*REQUIRED WORK*:
1. In the towel wrap patent text, write out the passage from "U.S. Pat. No." to "that they choose." again, changing "terry cloth gloves" to "cotton gloves".
2. Name every format the towel wrap patent page offers for exporting a citation.

*GIVEN TEXT*:
|Publication number||US6594829 B1|
|Application number||US 09/683,517|
|Publication date||Jul 22, 2003|
|Filing date||Jan 11, 2002|
|Priority date||Jan 11, 2002|
|Also published as||US20030135908|
|Publication number||09683517, 683517, US 6594829 B1, US 6594829B1, US-B1-6594829, US6594829 B1, US6594829B1|
|Original Assignee||Lisa Turkheimer|
|Export Citation||BiBTeX, EndNote, RefMan|
|Patent Citations (13), Referenced by (17), Classifications (5), Legal Events (9)|
|External Links: USPTO, USPTO Assignment, Espacenet|
The present invention is a towel wrap with removable strap for an adult bathing an infant. More specifically it is a protective towel wrap to keep the adult dry while bathing a child, and a towel for drying the baby once bathing has finished.
Currently there are hooded towels on the market that are for adults bathing infants to wrap around the baby coming out of the bath. These towels have a hood mechanism to fit around the back of the baby's head. When the infant is small and cannot walk the adult can kneel beside the tub, drape the towel across their knees and then lift the child out of the tub and onto the towel. However, even the smallest child can kick and wiggle when being picked up by the adult. Also, the child is very slippery and it can be difficult to lift the child from the bath without dropping the child, and a wiggling baby can make the task close to impossible.
As the child reaches toddler and pre-school age, they become harder to handle at bath time. They can remove themselves from the bathtub and get away from their parents or guardians and out of the bathroom before being properly dried, or in some cases dried at all. In these cases the parent must hold the child with one hand, and attempt to reach the towel with the other hand. In this process, the child can become cold as they have been removed from the bath, and often begin to cry, or whine about the cold.
U.S. Pat. No. 4,330,887 issued to White, on May 25, 1982 shows terry cloth gloves. White's invention is unlike the present invention because it does not provide a towel apparatus that can be attached to an adult while drying a baby. White's invention only provides coverage for the adult's hands and arms while bathing a baby and does not provide the adult with possible coverage of their clothes, or any exposed area that they choose.
U.S. Des. Pat. No. 277,352 issued to Klein, on Jan. 29, 1985 shows a baby towel. Klein's invention is unlike the present invention because it is a towel with a measuring device as part of its design. Klein's invention also does not have a removable strap or hood, and it has no means of attaching the towel to an adult or child.

*ROWS*:
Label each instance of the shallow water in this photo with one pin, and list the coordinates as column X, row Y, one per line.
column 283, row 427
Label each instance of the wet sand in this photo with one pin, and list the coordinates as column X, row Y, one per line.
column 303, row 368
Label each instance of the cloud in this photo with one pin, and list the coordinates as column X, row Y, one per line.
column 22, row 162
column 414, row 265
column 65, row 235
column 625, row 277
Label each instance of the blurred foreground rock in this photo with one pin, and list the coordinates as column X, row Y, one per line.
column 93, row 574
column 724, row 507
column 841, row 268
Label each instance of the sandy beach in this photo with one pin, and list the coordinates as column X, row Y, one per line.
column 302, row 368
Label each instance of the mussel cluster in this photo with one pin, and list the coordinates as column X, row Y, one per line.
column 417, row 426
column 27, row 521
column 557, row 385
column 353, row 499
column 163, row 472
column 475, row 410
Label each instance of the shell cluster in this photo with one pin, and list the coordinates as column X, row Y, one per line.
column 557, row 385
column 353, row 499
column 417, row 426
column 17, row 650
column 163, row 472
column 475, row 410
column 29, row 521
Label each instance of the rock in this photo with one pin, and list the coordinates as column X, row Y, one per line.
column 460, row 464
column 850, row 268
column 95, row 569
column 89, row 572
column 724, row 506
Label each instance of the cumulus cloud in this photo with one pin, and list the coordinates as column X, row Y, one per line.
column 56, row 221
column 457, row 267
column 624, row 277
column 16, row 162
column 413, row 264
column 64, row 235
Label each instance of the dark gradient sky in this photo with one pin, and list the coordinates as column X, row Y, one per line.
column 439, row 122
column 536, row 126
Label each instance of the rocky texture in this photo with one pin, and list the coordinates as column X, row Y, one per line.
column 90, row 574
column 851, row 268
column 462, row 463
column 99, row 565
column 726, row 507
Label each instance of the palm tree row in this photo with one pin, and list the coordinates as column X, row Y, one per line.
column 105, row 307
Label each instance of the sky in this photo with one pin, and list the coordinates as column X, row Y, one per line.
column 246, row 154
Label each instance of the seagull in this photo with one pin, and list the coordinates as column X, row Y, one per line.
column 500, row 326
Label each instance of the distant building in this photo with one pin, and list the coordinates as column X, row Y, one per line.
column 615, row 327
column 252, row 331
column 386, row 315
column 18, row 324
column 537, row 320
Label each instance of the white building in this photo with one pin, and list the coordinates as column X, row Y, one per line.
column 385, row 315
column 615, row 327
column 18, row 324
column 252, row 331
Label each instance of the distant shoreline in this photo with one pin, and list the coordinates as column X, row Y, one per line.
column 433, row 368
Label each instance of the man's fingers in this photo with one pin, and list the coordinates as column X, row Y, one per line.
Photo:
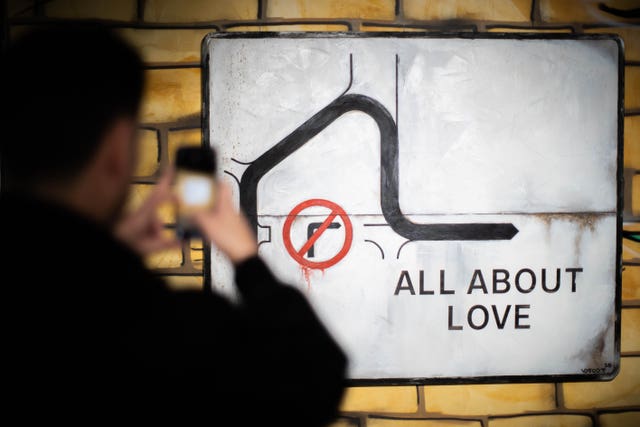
column 162, row 191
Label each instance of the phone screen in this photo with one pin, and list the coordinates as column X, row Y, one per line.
column 195, row 187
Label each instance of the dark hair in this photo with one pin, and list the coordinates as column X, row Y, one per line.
column 62, row 88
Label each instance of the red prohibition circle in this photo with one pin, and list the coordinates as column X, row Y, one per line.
column 297, row 255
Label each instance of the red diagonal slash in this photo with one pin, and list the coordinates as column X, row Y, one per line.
column 298, row 255
column 316, row 234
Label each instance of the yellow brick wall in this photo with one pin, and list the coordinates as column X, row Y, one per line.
column 168, row 34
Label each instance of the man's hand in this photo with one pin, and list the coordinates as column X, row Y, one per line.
column 142, row 230
column 228, row 228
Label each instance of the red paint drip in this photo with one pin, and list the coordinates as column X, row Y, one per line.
column 306, row 273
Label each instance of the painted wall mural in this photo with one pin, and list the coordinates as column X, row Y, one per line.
column 449, row 204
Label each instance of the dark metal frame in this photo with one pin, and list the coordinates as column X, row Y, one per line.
column 206, row 74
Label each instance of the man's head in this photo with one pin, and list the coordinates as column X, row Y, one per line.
column 71, row 96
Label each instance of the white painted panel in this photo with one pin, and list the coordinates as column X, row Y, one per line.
column 521, row 133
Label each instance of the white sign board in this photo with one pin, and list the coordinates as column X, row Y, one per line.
column 450, row 205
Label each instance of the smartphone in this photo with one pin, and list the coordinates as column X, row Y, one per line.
column 195, row 187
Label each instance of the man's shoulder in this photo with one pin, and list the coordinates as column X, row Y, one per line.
column 45, row 242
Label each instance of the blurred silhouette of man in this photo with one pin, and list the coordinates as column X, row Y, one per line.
column 89, row 333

*ANSWERS FOR THIS EXERCISE*:
1.
U.S. Pat. No. 4,330,887 issued to White, on May 25, 1982 shows cotton gloves. White's invention is unlike the present invention because it does not provide a towel apparatus that can be attached to an adult while drying a baby. White's invention only provides coverage for the adult's hands and arms while bathing a baby and does not provide the adult with possible coverage of their clothes, or any exposed area that they choose.

2. BiBTeX, EndNote, RefMan